(Exercise text):
——

Officials from the Pennsylvania Department of Environmental Protection (DEP) twice denied a request by two local legislators to appear at public meeting in New Hanover to answer questions about quarrying concerns before a permit is granted.
State Rep. Marcy Toepel (R-147) and state Sen. Bob Mensch (R-24) want agency officials to answer questions in public about how a plume of volatile chemicals, in the vicinity of an 18-acre parcel located near the intersection of Layfield and Hoffmansville roads, would be disrupted if the Silvi Group is allowed to begin quarrying a 163-acre parcel in the area. The 18-acre parcel is adjacent to the contaminated site of the former Good Oil Company.
According to Toepel, the meeting in the township is "a necessity" to examine the potential impacts of mining, which could disrupt the plume of volatile organic compounds (VOCs), damage the local watershed and poison private wells.
"I believe this is a public safety issue," she said.
The legislators have asked DEP officials not to issue a mining permit until those concerns are addressed.

——

(The data):
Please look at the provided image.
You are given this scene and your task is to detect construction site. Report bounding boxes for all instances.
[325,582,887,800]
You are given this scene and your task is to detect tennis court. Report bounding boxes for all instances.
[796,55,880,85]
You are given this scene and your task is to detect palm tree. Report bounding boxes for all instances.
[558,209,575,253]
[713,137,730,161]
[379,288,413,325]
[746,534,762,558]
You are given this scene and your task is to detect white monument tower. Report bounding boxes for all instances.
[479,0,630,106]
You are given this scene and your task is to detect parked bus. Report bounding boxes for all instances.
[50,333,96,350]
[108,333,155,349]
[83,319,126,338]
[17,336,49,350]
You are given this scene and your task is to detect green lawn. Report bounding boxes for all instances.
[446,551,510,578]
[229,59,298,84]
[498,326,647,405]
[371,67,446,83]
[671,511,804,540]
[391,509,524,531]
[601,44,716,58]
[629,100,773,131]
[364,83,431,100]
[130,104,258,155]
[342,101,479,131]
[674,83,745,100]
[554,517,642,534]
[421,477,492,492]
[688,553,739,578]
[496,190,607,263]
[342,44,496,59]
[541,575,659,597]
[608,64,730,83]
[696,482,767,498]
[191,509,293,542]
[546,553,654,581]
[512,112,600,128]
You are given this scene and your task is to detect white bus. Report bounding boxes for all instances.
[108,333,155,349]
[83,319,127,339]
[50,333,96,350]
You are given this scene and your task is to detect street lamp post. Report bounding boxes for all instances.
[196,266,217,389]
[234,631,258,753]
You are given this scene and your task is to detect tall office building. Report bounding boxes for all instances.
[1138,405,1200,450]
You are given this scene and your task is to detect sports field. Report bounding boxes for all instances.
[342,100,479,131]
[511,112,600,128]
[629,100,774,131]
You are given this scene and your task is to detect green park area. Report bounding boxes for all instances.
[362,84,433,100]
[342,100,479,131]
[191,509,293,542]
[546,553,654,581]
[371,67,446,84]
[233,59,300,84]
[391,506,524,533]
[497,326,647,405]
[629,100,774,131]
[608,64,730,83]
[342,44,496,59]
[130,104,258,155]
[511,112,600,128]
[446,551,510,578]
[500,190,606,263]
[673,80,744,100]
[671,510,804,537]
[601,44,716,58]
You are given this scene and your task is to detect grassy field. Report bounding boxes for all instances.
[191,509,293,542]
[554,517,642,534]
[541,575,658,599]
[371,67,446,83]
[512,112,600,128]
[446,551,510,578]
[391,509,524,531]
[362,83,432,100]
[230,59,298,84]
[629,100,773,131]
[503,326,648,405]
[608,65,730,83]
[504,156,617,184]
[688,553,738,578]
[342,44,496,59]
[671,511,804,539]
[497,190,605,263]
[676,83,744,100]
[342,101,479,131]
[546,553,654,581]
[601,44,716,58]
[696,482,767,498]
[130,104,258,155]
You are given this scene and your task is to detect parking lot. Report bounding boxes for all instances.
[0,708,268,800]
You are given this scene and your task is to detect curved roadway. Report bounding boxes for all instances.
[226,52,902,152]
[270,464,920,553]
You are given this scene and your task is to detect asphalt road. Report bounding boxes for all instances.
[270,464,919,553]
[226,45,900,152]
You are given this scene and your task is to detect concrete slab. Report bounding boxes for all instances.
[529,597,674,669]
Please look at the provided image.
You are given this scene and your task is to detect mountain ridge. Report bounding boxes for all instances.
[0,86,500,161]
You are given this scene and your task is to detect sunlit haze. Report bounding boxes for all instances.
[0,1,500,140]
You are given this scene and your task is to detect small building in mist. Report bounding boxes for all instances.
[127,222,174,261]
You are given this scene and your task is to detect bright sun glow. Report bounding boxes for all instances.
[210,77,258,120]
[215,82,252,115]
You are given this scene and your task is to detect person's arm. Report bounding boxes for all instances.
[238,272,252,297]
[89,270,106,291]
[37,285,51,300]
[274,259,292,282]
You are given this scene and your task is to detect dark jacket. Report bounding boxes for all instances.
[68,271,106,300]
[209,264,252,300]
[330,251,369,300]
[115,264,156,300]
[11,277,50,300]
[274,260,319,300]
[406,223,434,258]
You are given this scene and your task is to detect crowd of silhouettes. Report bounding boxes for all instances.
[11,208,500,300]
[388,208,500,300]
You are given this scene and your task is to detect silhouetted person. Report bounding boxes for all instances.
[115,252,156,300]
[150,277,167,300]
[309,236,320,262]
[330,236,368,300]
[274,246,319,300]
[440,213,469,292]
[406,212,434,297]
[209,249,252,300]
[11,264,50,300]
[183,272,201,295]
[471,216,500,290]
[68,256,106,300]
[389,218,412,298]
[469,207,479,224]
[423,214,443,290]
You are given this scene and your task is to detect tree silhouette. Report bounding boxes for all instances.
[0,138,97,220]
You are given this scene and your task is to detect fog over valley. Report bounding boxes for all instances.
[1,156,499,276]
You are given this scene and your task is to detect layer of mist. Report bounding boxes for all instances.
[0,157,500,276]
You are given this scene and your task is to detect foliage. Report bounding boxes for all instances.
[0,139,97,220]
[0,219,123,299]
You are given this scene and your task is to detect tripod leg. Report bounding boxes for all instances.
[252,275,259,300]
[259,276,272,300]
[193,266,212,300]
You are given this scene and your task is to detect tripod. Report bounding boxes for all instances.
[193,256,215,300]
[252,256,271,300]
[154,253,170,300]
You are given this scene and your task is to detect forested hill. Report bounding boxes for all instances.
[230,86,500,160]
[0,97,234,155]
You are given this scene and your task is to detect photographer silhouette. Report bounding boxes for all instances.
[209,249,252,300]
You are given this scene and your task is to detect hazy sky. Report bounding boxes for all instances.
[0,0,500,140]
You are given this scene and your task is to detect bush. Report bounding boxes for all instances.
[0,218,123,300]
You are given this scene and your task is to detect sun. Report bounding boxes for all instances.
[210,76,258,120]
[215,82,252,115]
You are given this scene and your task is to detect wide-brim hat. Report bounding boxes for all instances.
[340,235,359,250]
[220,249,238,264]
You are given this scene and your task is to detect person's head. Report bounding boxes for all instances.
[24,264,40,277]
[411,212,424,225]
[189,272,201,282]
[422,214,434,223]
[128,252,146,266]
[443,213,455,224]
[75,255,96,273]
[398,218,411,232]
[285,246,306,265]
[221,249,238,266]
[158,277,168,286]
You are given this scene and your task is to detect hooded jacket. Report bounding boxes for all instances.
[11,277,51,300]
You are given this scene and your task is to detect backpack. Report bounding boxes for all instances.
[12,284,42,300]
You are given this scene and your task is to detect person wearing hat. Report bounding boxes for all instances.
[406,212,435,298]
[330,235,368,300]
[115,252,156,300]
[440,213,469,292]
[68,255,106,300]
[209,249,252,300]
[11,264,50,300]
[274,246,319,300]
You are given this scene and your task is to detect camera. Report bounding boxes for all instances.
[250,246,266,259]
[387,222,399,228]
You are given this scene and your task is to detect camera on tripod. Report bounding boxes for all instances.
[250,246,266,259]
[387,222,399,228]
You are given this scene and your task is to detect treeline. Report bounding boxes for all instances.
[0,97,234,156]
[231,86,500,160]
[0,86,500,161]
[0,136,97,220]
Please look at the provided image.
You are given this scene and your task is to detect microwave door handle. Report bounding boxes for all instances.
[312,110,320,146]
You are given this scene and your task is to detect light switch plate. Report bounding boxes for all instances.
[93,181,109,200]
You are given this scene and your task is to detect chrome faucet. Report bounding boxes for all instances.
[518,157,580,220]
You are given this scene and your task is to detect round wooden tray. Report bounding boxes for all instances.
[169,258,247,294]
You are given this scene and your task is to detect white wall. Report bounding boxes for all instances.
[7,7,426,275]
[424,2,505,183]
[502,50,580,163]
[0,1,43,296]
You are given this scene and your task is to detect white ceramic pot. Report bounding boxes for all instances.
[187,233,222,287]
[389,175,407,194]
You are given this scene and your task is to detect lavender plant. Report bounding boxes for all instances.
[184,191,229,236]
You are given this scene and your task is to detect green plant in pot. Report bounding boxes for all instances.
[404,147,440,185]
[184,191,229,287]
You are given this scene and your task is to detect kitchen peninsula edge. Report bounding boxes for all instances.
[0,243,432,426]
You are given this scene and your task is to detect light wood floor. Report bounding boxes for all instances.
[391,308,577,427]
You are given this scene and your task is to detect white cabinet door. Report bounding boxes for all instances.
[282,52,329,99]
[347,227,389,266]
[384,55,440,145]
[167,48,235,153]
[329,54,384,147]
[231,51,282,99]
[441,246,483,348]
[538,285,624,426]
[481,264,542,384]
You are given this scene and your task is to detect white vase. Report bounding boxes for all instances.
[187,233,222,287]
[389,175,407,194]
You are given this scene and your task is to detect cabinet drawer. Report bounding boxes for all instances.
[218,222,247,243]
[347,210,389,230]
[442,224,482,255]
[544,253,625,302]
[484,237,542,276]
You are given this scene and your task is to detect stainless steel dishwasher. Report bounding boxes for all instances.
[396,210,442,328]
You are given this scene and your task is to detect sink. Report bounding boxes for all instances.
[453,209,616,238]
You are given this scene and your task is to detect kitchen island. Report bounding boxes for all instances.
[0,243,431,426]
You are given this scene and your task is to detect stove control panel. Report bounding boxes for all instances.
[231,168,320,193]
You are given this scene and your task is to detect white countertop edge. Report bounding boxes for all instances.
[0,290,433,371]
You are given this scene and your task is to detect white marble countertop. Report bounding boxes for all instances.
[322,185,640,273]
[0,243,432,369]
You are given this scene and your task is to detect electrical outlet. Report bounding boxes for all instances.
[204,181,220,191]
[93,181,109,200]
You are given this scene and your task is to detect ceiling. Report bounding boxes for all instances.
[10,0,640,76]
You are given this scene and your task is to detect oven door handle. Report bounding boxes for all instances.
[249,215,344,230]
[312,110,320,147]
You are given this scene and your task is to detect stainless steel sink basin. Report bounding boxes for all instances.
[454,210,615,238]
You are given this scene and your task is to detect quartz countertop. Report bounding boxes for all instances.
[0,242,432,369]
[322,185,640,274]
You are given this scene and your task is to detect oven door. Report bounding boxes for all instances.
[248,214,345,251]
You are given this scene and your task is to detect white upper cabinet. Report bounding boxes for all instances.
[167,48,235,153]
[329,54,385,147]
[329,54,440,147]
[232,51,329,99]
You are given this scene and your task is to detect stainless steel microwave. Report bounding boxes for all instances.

——

(Prompt A): According to the New Hanover quarrying text, why does Toepel consider a township meeting "a necessity"? Answer in one to three sentences.
(Prompt B):
Answer these questions from the New Hanover quarrying text:
(i) How many times did DEP officials deny the legislators' request?
(ii) How large is the parcel the Silvi Group wants to quarry?
(iii) Which contaminated site is adjacent to the 18-acre parcel?
The records have no connection to the text about quarrying in New Hanover.

(Solution A): She considers it necessary to examine the potential impacts of mining. Mining could disrupt the plume of volatile organic compounds (VOCs), damage the local watershed and poison private wells.

(Solution B):
(i) Twice
(ii) 163 acres
(iii) The former Good Oil Company